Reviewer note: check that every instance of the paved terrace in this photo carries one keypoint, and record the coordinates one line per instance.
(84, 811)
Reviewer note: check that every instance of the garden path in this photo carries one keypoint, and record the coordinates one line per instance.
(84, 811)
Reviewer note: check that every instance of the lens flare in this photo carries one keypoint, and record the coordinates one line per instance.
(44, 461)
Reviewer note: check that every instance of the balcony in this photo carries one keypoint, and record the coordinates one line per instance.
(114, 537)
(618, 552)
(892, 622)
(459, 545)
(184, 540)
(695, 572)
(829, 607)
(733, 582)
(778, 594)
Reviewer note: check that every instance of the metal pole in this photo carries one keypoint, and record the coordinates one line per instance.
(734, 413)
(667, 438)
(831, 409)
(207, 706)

################

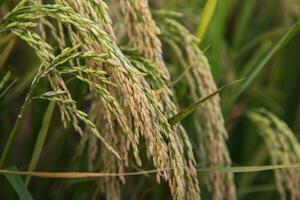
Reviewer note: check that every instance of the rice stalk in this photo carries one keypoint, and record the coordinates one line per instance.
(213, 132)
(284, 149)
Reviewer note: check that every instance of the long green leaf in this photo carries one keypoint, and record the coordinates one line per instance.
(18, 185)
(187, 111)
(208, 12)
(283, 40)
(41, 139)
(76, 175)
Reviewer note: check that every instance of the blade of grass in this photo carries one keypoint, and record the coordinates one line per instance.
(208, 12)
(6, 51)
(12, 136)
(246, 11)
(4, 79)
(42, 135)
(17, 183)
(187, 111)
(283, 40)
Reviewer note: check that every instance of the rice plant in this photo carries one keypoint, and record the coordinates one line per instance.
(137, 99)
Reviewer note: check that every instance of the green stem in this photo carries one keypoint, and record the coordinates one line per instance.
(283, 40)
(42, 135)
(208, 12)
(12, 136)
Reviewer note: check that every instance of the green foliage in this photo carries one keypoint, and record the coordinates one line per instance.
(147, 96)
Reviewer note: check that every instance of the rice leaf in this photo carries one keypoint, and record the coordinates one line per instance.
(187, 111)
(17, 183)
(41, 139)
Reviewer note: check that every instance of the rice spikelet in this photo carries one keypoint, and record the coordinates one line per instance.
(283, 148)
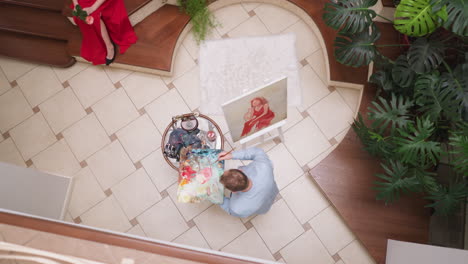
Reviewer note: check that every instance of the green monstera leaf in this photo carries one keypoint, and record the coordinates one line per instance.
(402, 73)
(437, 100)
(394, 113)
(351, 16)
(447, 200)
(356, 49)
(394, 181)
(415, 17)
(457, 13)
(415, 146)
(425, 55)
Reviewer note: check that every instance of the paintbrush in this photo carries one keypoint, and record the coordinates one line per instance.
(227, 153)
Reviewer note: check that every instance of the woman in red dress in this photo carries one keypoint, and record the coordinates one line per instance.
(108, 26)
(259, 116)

################

§ **What this task involves**: Copy out every line of the data above that contains the string "rice". Case counts.

§ **Correct answer**:
Reviewer note: check that every instance of the rice stalk in this photo carries one keypoint, and record the coordinates one line per instance.
Reviewer note: check that every instance of the rice plant in this photo carries one keypoint, and record the coordinates one line per instance.
Reviewer note: check that every instance of the rice leaf in this photo carries one keypoint, and record the coordinates one line per instance.
Reviewer note: check that every instance of the rice spikelet in this photo carries one keypoint, and record the coordinates one line per instance.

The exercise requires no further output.